To do
In the security agreement excerpt, where are the items that make up the Collateral listed?

Source excerpt
++++++++++
SECTION 1. Grant of Security.
 
Grantor hereby assigns to the Secured Parties, and hereby grants to the Secured
Parties, a security interest in, all of Grantor’s right, title and interest in
and to all of those items set forth on Exhibit A attached hereto and
incorporated herein by reference (collectively, the “Collateral”), in each case
whether now or hereafter existing, whether tangible or intangible, or in which
Grantor now has or hereafter acquires an interest and wherever the same may be
located.
 
SECTION 2. Security for Obligations.
 
This Agreement is given to secure the due and punctual payment of the principal
of and interest on the Note (along with any penalties and/or adjustments to the
amounts owed under the Note thereunder) and the due and punctual performance of
all other obligations under the Loan Documents, together with any extensions and
renewals of the foregoing obligations (collectively the “Secured Obligations”).
 
SECTION 3. Grantor Remains Liable.
++++++++++
Source material
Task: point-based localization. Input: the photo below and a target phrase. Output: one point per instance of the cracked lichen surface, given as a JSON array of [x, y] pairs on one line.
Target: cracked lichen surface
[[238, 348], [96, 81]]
++++++++++
Correct response
On Exhibit A, which is attached and incorporated by reference.